- **Required work**
Your output must match the data word for word, with every line included.

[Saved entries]
************
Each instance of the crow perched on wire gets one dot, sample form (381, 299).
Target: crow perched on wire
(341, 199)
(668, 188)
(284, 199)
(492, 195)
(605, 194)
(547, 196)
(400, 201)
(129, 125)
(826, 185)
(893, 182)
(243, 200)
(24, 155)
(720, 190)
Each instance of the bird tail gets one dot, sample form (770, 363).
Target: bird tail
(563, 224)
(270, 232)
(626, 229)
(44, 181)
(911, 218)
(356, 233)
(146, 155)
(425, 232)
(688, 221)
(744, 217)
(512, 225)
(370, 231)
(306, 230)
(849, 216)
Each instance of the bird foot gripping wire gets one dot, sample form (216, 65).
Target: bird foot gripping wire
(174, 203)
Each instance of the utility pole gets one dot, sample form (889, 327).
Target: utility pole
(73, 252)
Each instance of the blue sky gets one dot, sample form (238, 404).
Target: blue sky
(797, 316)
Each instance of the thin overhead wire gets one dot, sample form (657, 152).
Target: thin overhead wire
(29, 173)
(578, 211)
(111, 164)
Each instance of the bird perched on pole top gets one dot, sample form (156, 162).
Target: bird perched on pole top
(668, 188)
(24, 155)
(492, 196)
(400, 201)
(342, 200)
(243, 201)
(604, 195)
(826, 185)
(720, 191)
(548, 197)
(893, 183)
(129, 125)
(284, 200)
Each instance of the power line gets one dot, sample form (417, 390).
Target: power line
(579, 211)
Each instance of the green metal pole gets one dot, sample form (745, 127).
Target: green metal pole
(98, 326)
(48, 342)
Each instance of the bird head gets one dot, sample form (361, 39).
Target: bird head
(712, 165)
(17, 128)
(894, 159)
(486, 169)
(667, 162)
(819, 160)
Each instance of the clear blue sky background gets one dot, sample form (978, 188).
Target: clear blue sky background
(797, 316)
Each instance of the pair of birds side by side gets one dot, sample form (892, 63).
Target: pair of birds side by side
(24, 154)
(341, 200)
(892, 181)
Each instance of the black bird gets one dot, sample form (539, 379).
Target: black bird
************
- **Exercise output**
Each instance of the crow perched on wire gets one dot, sample form (381, 299).
Target: crow perched on wire
(341, 199)
(668, 188)
(284, 199)
(492, 195)
(605, 194)
(547, 196)
(400, 201)
(129, 125)
(826, 185)
(893, 182)
(243, 200)
(24, 155)
(720, 190)
Each instance of the bird tail gets one dot, sample form (770, 363).
Target: bird tail
(563, 224)
(270, 232)
(626, 229)
(44, 181)
(911, 218)
(356, 233)
(146, 155)
(425, 232)
(688, 221)
(744, 217)
(512, 225)
(370, 231)
(306, 230)
(849, 216)
Each instance of the bird foot gripping wire gets one dot, sample form (216, 65).
Target: bird foot gripping wire
(174, 203)
Each instance of the utility pole gets one dot, sample form (889, 327).
Target: utility pole
(73, 252)
Each instance of the blue sky gets one dot, sample form (238, 404).
Target: blue sky
(797, 316)
Each instance of the thin overhead wire gets one dot, sample form (657, 152).
Target: thin overhead wire
(29, 173)
(578, 211)
(111, 164)
Each instance of the bird perched on pole top gets one dot, sample form (156, 162).
Target: bird perched on pole top
(668, 188)
(24, 155)
(492, 196)
(400, 201)
(342, 200)
(243, 201)
(604, 195)
(826, 185)
(720, 191)
(548, 197)
(893, 183)
(129, 125)
(284, 200)
Each instance of the power line gets one dot, sample form (417, 390).
Target: power line
(579, 211)
Each instance of the green metal pole gets one dot, sample form (745, 127).
Target: green metal pole
(98, 326)
(48, 342)
Each instance of the bird head gets one dot, sample form (361, 39).
Target: bird head
(712, 165)
(17, 128)
(894, 159)
(486, 169)
(667, 162)
(819, 160)
Each instance of the clear blue sky background gets one dot, sample form (978, 188).
Target: clear blue sky background
(797, 316)
Each instance of the pair of birds side by side gets one dot, sample form (892, 63).
Target: pair of birds side by side
(24, 154)
(341, 200)
(892, 181)
Each instance of the black bird gets one dot, sample form (539, 379).
Target: black bird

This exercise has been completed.